Un arrêt de la Cour de justice de l'Union européenne en date du 20 décembre dernier vient nous donner de nouvelles lumières sur l'extensivité de la notion de données à caractère personnel (ou donnée personnelle).
Les faits
Un ressortissant irlandais, expert-comptable stagiaire, réussit certains des examens de comptabilité organisés par l’Institute of Chartered Accountants of Ireland (ordre irlandais des experts-comptables). Mais ayant échoué à l’examen particulier de «comptabilité de la finance stratégique et de la gestion» à l'automne 2009, l'intéressé a tout d’abord introduit une réclamation visant à contester le résultat de celui-ci.
À la suite du rejet de cette réclamation, il a présenté une demande d’accès visant l’ensemble des données à caractère personnel le concernant, détenues par l’ordre des experts-comptables. En 2010, l’ordre lui communique divers documents, mais refuse de lui transmettre sa copie d’examen, au motif que celle-ci ne contient pas de données à caractère personnel.
La question préjudicielle
Le contentieux étant monté jusqu'à la Cour suprême irlandaise, celle-ci a posé à la CJUE la question préjudicielle aux fins savoir si les éléments contenus dans une copie d'examen (surtout les réponses du candidat et les annotations du correcteur) constituent des données personnelles au sens de la directive 95/46/CE.
L'arrêt de la CJUE
La Cour tranche par l'affirmative selon un raisonnement en plusieurs étapes dont la principale est le constat que, selon son communiqué, "l’emploi de l’expression «toute information» dans le cadre de la définition de la notion de «donnée à caractère personnel» figurant dans la directive reflète l’objectif du législateur de l’Union d’attribuer un sens large à cette notion".

**Consigne A**
D'après l'extrait, à quel examen le ressortissant irlandais a-t-il échoué, et à quel moment ?
**Consigne B**
En vous appuyant sur l'extrait, expliquez sur quel constat principal la Cour fonde sa réponse affirmative.

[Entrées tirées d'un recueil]

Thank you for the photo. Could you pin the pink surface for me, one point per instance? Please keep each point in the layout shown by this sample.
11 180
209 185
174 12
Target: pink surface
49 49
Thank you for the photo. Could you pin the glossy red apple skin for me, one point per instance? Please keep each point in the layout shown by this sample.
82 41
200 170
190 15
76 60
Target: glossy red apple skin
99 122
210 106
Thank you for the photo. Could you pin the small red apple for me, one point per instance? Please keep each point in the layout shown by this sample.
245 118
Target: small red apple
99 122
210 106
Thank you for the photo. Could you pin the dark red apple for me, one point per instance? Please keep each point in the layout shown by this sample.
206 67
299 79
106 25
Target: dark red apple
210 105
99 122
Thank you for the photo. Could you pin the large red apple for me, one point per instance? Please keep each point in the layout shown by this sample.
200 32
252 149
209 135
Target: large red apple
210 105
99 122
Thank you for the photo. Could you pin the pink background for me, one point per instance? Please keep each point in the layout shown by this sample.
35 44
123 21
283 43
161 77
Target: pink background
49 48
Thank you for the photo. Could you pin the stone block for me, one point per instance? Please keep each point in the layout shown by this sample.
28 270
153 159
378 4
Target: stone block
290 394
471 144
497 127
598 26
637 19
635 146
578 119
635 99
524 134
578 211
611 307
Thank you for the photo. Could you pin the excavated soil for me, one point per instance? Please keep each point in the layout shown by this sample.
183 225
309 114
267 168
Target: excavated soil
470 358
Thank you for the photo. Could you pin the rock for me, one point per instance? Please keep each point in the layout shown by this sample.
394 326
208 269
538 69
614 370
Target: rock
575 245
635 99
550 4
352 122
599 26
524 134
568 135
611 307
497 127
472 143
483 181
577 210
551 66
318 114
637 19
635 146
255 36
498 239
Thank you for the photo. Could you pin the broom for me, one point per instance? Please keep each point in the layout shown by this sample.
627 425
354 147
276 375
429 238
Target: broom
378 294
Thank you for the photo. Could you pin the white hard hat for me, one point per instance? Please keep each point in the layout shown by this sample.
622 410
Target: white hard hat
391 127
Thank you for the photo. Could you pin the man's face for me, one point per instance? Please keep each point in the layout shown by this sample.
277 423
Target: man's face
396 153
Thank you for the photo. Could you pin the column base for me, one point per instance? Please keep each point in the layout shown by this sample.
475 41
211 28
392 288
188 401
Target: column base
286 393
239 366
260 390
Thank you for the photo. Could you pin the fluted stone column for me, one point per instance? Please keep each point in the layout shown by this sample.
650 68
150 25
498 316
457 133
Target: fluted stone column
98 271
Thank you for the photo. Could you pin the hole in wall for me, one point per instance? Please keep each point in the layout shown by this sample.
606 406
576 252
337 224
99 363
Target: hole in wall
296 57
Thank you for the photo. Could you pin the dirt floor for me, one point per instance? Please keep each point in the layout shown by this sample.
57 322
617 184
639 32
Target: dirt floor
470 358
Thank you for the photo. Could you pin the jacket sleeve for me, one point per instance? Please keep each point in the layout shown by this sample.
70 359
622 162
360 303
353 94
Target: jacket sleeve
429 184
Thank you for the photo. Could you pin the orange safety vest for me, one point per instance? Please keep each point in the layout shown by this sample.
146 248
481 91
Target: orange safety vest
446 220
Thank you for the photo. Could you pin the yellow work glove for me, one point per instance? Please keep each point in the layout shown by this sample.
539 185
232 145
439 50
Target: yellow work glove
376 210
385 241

**Réponse A**
Il a échoué à l'examen de « comptabilité de la finance stratégique et de la gestion », à l'automne 2009.

**Réponse B**
La Cour constate que l'emploi de l'expression « toute information » dans la définition de la notion de « donnée à caractère personnel » figurant dans la directive reflète l'objectif du législateur de l'Union d'attribuer un sens large à cette notion. Ce sens large lui permet de considérer que les éléments d'une copie d'examen constituent des données personnelles.